Task input:
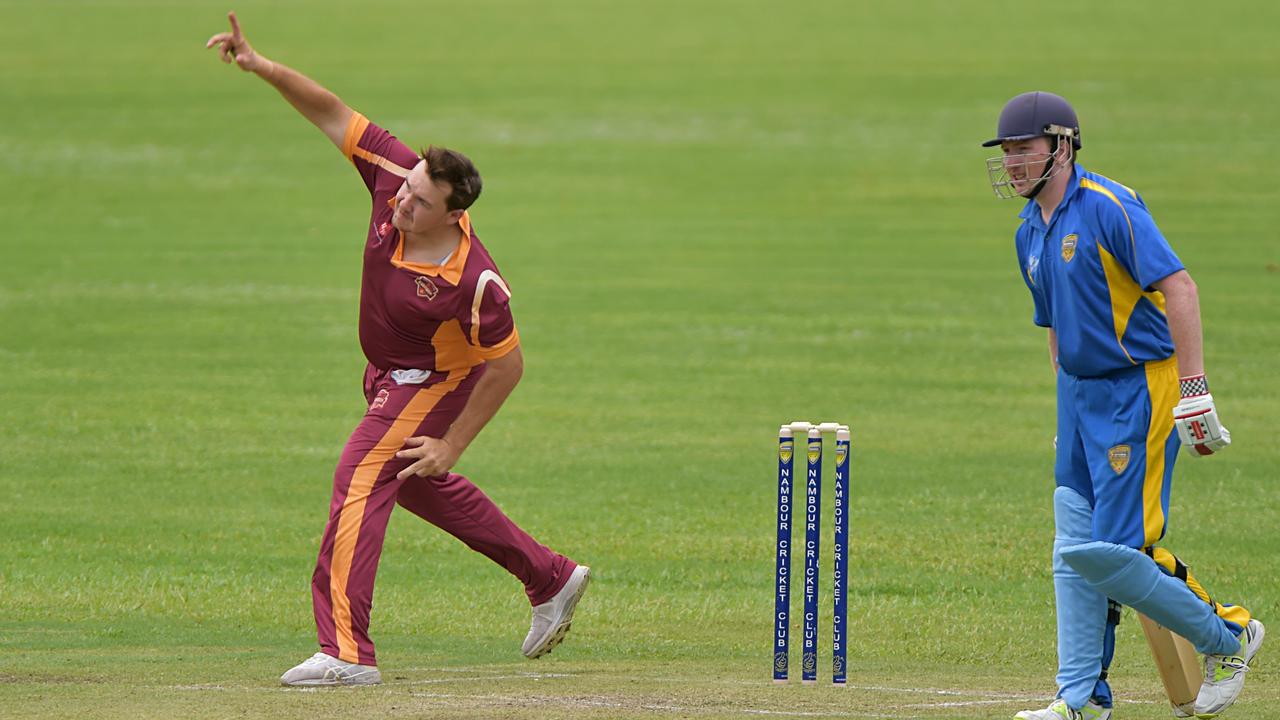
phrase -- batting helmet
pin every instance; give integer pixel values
(1034, 114)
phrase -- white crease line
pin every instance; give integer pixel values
(613, 705)
(484, 678)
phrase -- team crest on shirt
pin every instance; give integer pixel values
(425, 287)
(1119, 458)
(1069, 244)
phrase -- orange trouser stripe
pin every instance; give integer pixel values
(357, 495)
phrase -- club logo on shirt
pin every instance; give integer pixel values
(1119, 458)
(1069, 246)
(425, 287)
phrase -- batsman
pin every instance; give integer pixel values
(1124, 340)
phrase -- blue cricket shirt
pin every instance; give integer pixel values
(1091, 273)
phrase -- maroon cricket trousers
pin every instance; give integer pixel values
(365, 490)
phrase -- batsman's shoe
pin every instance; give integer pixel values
(1224, 674)
(1059, 710)
(553, 618)
(323, 669)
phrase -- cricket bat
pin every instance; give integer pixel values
(1175, 659)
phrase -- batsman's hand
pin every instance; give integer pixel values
(434, 456)
(1198, 427)
(233, 46)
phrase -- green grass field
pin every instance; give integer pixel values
(716, 217)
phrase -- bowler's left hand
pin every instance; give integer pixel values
(435, 456)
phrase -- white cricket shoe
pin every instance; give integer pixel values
(323, 669)
(553, 618)
(1224, 674)
(1059, 710)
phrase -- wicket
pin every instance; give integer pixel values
(812, 543)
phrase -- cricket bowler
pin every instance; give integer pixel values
(1124, 338)
(443, 354)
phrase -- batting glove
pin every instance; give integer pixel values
(1196, 419)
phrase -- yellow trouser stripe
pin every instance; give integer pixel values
(1162, 390)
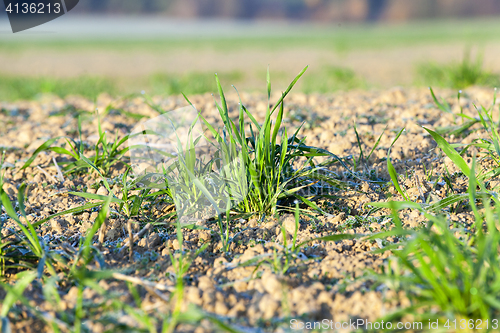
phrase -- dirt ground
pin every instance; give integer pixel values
(325, 283)
(381, 68)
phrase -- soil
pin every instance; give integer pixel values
(381, 68)
(326, 283)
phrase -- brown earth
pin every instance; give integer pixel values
(326, 283)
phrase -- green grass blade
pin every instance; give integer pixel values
(450, 152)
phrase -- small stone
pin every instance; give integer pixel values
(153, 240)
(204, 235)
(193, 295)
(289, 223)
(85, 227)
(253, 223)
(221, 308)
(271, 284)
(268, 306)
(240, 286)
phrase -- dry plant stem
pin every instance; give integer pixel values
(47, 174)
(59, 173)
(141, 282)
(130, 241)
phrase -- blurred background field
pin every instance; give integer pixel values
(169, 47)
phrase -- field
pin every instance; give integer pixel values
(355, 195)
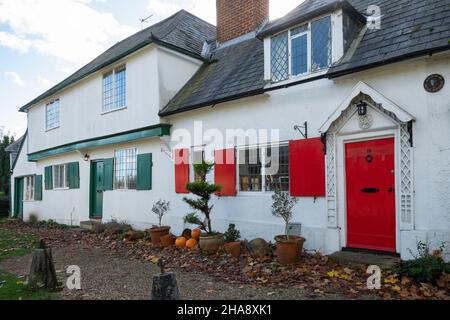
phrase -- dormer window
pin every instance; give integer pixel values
(301, 50)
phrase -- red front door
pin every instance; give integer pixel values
(370, 183)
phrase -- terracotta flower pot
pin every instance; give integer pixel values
(168, 240)
(210, 244)
(289, 251)
(157, 233)
(233, 248)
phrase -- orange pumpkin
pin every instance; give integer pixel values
(191, 244)
(181, 242)
(196, 234)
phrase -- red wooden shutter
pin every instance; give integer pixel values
(225, 172)
(181, 157)
(307, 168)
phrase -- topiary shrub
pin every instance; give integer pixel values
(33, 219)
(426, 267)
(232, 234)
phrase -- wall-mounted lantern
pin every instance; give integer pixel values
(362, 108)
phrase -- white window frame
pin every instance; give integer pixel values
(262, 148)
(113, 73)
(309, 36)
(29, 187)
(65, 184)
(125, 188)
(58, 123)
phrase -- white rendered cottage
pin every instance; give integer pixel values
(360, 108)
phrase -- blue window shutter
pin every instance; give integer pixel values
(49, 178)
(144, 171)
(108, 174)
(38, 188)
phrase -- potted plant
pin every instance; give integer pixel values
(210, 241)
(160, 208)
(289, 248)
(232, 244)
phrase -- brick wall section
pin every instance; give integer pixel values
(238, 17)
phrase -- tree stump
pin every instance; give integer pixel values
(165, 286)
(42, 271)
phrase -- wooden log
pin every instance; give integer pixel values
(165, 287)
(42, 272)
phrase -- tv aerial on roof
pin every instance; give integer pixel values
(145, 20)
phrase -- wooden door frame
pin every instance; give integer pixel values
(341, 180)
(16, 213)
(91, 180)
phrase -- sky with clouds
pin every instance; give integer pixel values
(43, 41)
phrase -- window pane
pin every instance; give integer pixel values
(120, 87)
(52, 115)
(279, 58)
(108, 90)
(300, 55)
(277, 168)
(321, 43)
(125, 169)
(250, 178)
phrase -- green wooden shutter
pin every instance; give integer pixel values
(49, 178)
(38, 188)
(144, 172)
(108, 174)
(74, 175)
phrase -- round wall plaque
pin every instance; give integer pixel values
(434, 83)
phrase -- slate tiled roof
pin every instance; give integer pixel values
(235, 71)
(409, 27)
(182, 31)
(15, 147)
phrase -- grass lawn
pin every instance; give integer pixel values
(13, 288)
(14, 245)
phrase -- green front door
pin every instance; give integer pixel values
(18, 197)
(96, 196)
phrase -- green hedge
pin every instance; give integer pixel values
(4, 207)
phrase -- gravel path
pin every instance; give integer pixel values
(108, 277)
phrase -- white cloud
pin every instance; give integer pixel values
(206, 9)
(16, 78)
(67, 29)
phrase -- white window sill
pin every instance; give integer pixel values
(114, 110)
(293, 79)
(51, 129)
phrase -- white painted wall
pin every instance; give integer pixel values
(282, 109)
(153, 77)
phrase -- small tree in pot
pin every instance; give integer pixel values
(289, 248)
(210, 241)
(160, 209)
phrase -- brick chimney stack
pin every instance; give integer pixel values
(238, 17)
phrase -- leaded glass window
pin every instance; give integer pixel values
(250, 170)
(52, 115)
(301, 50)
(321, 43)
(300, 54)
(60, 177)
(114, 89)
(125, 169)
(280, 57)
(277, 168)
(29, 188)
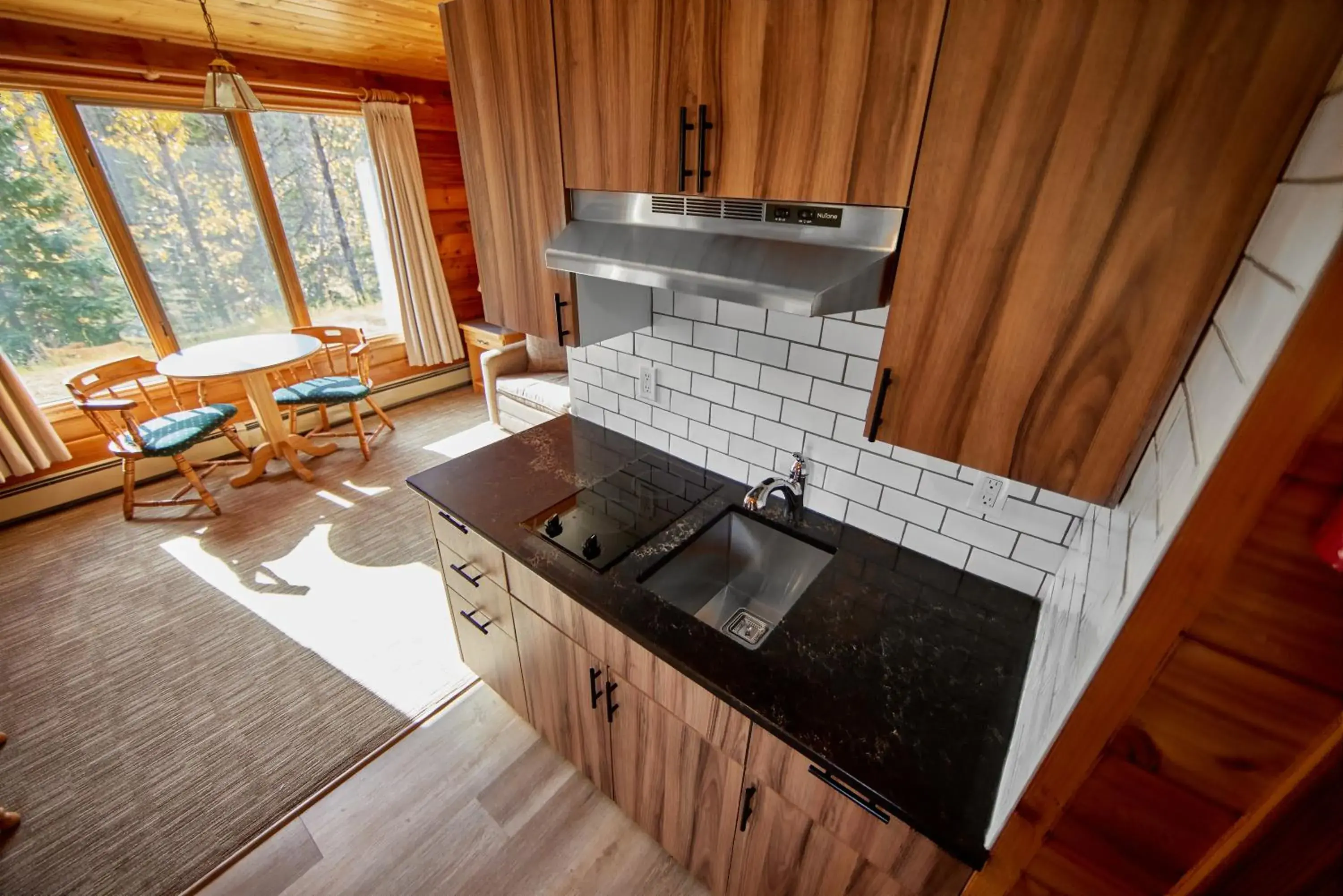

Given request: Reproduce all of the rows above verbatim, from the first to the last, and omit the pictures from your answer.

Solution for this task:
phrase -- batting helmet
pin every instance; give integer pixel values
(1034, 114)
phrase -- white crease line
pin every instance; give integer pixel values
(613, 705)
(484, 678)
phrase -- team crest on shirt
pin every instance; give integer pixel values
(425, 287)
(1119, 458)
(1069, 244)
phrase -- orange trouser stripe
pin every instance; give integer pixel values
(357, 495)
phrase -- club logo on shirt
pin every instance; give integer pixel values
(1119, 458)
(1069, 246)
(425, 287)
phrase -- batsman
pin every instance; give integer pixel values
(1124, 340)
phrase -- blue cricket shirt
pin every instance; give integer pixel values
(1091, 273)
phrase -- maroon cricket trousers
pin every instance; give integer pixel values
(365, 490)
phrase -- batsman's shoe
pin every instance; give integer pixel values
(1224, 674)
(1059, 710)
(553, 618)
(323, 669)
phrase -- cricket bat
pin every instance; give integer pixel values
(1175, 659)
phrase -- batsman's hand
pin every instance; give integer pixel values
(434, 456)
(1198, 427)
(233, 46)
phrase -- green grass field
pin every instance; give integer pixel values
(716, 217)
phrase -- bowler's left hand
pin every instance; give integer pixel values
(435, 456)
phrase -- white cricket shoe
pin every instance; give integer pixel values
(323, 669)
(553, 618)
(1224, 674)
(1059, 710)
phrase -- wicket
pin every instance; give integer pixel values
(812, 543)
phrase -- cricket bowler
pin every instance; give integer pixel values
(1124, 338)
(443, 354)
phrase -- batting glove
pin every instance; give integer pixel values
(1196, 419)
phrase -- yellow trouser stripe
pin every instance; give integer pixel values
(1162, 390)
phrase -- dirt ground
pin every instance; give integer pixel values
(325, 283)
(381, 68)
phrase -- soil
pin every instance; give integer pixel values
(381, 68)
(326, 283)
phrase -- brown earth
pin every instance; give integer pixel values
(326, 283)
phrase -- green grass blade
pin every instance; give integer pixel values
(450, 152)
phrase -- small stone
pin every instance; give integer pixel values
(153, 240)
(204, 235)
(193, 295)
(289, 223)
(85, 227)
(253, 223)
(221, 308)
(271, 284)
(268, 306)
(240, 286)
phrase -- dry plant stem
pin every instance; give integer pixel values
(47, 174)
(59, 173)
(141, 282)
(130, 241)
phrase -- blurred background field
pin every instance; give integer pixel values
(169, 47)
phrase -- field
pin every instance; give integer pixel values
(355, 195)
phrase -- dormer window
pin every instance; give integer pixel values
(301, 50)
phrase -- red front door
pin every instance; give integer pixel values
(370, 183)
phrase -- terracotta flower pot
pin every instance; give integer pixel values
(168, 240)
(210, 244)
(289, 251)
(157, 233)
(233, 248)
phrase -- orange pumpkin
pin every instance; give integer pixel values
(191, 244)
(181, 242)
(196, 234)
phrase -- red wooden shutter
pin every instance; give integer pixel values
(225, 172)
(181, 157)
(307, 168)
phrase -- topiary shrub
pin every instance; give integer pixel values
(33, 219)
(426, 267)
(232, 234)
phrase -- wall-mounted lantern
pin every instance; give integer pixel values
(362, 108)
phrase -- white window frame
pin every instance; give integer pixel values
(262, 148)
(113, 73)
(309, 36)
(29, 187)
(65, 184)
(125, 188)
(58, 123)
phrase -- white rendered cottage
pin every instance; give integer pixel values
(360, 108)
phrase -- blue window shutter
pin every instance; give integer pixel values
(49, 178)
(144, 171)
(108, 174)
(38, 188)
phrase -- potted plant
pin every instance; give integer pixel values
(210, 241)
(160, 208)
(289, 248)
(232, 244)
phrase -- brick wall section
pin every instance; give integer pixel values
(238, 17)
phrase -- tree stump
pin every instance; give integer pixel values
(165, 286)
(42, 271)
phrase -- wooden log
pin every instance; give integer pixel values
(165, 287)
(42, 272)
phrase -- tv aerial on roof
pin every instance; give integer pixel values
(145, 20)
phrase -- wooden door frame
pin every instance; give integer pixel values
(341, 180)
(16, 213)
(91, 180)
phrase -- sky with clouds
pin every instance; give integer pixel values
(43, 41)
phrase -- window pane
pin every instance; give integer pixel values
(120, 87)
(52, 115)
(279, 58)
(108, 90)
(300, 55)
(277, 168)
(321, 43)
(125, 169)
(250, 178)
phrase -- green wooden shutter
pin every instance; give integer pixel values
(49, 178)
(38, 188)
(144, 172)
(108, 174)
(74, 175)
phrase -- round wall plaque
pin every instance; give integer pixel values
(434, 83)
phrase -- slate tiled roof
pin every instance; give integer pixel values
(235, 71)
(409, 27)
(182, 31)
(15, 147)
phrase -- grass lawn
pin every instance; give integer pixel values
(13, 288)
(14, 245)
phrase -- green front door
pin every instance; give integer pixel values
(18, 197)
(96, 196)
phrase -- green hedge
pin every instance; give integer pixel values
(4, 207)
phrase -- gravel path
pin every instance; give integer pixel values
(108, 277)
phrase -- white cloud
pin every instance; give integer pixel values
(206, 9)
(16, 78)
(67, 29)
phrase -- white window sill
pin every instance; give integer pixel values
(114, 110)
(293, 79)
(51, 129)
phrase -- white painted wall
pin every instance; give integer pixel values
(282, 109)
(153, 77)
phrase -- small tree in pot
pin every instance; give integer pixel values
(289, 248)
(210, 241)
(160, 209)
phrase -- brick chimney stack
pin every instance; give integer pixel values
(238, 17)
phrase -- leaded glass window
pin every instance; give integer pixel values
(250, 170)
(52, 115)
(301, 50)
(321, 43)
(300, 54)
(60, 177)
(114, 89)
(125, 169)
(280, 57)
(277, 168)
(29, 188)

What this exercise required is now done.